- Direction: Present the lines below as a Markdown table with the columns "Row" and "Line", numbering each line and skipping blank ones. Do not include the picture in the table.
***
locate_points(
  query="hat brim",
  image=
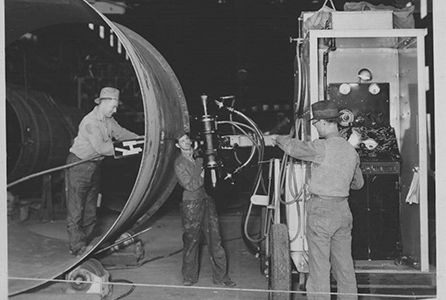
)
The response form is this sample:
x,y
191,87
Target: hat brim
x,y
97,100
326,118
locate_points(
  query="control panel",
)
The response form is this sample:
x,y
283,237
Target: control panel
x,y
381,167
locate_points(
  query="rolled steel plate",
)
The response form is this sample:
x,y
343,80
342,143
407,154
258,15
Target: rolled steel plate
x,y
34,259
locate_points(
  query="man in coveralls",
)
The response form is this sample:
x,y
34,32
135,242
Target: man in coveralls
x,y
95,139
199,216
334,171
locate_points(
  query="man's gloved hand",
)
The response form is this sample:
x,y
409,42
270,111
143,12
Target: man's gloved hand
x,y
122,245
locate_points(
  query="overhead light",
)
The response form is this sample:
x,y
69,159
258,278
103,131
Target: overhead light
x,y
374,89
364,75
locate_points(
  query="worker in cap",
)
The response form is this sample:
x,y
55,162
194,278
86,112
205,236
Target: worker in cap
x,y
107,93
198,216
334,171
96,133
***
- Exercise result:
| Row | Line |
|---|---|
| 1 | locate_points( |
| 2 |   query="hat brim", |
| 3 |   image= |
| 4 | ) |
| 5 | The response form is this sample: |
| 6 | x,y |
| 7 | 191,87 |
| 8 | Target: hat brim |
| 9 | x,y |
| 10 | 97,100 |
| 11 | 326,118 |
| 12 | locate_points( |
| 13 |   query="control panel", |
| 14 | ) |
| 15 | The response form is this sample: |
| 16 | x,y |
| 17 | 283,237 |
| 18 | Target: control panel |
| 19 | x,y |
| 20 | 381,167 |
| 21 | locate_points( |
| 22 |   query="rolled steel plate", |
| 23 | ) |
| 24 | The response form is this sample: |
| 25 | x,y |
| 26 | 343,80 |
| 27 | 342,143 |
| 28 | 407,154 |
| 29 | 258,15 |
| 30 | Target: rolled steel plate |
| 31 | x,y |
| 32 | 34,259 |
| 33 | locate_points( |
| 34 |   query="man in coveralls", |
| 35 | ) |
| 36 | The response form is this sample: |
| 37 | x,y |
| 38 | 34,32 |
| 39 | 135,242 |
| 40 | Target: man in coveralls |
| 41 | x,y |
| 42 | 95,139 |
| 43 | 199,216 |
| 44 | 334,171 |
| 45 | locate_points( |
| 46 |   query="man's gloved hand", |
| 47 | ) |
| 48 | The response form is this sample: |
| 49 | x,y |
| 50 | 409,42 |
| 51 | 270,111 |
| 52 | 143,12 |
| 53 | Target: man's gloved hand |
| 54 | x,y |
| 55 | 122,245 |
| 56 | locate_points( |
| 57 |   query="overhead light", |
| 58 | ) |
| 59 | The response form is this sample: |
| 60 | x,y |
| 61 | 69,159 |
| 62 | 258,278 |
| 63 | 103,131 |
| 64 | Target: overhead light |
| 65 | x,y |
| 66 | 374,89 |
| 67 | 364,75 |
| 68 | locate_points( |
| 69 |   query="worker in cap", |
| 70 | ) |
| 71 | The response form is this sample: |
| 72 | x,y |
| 73 | 55,162 |
| 74 | 194,278 |
| 75 | 86,112 |
| 76 | 205,236 |
| 77 | Target: worker in cap |
| 78 | x,y |
| 79 | 107,93 |
| 80 | 198,216 |
| 81 | 334,171 |
| 82 | 96,133 |